--- What you need to do ---
Rewrite the material below, changing "front grille" to "radiator grille" everywhere it occurs and leaving everything else unchanged.

** begin Material for this exercise **

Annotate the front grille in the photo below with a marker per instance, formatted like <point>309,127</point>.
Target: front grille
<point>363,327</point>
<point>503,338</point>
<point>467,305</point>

** end Material for this exercise **

--- Exercise result ---
Annotate the radiator grille in the photo below with a marker per instance, formatted like <point>309,127</point>.
Target: radiator grille
<point>363,327</point>
<point>503,338</point>
<point>467,305</point>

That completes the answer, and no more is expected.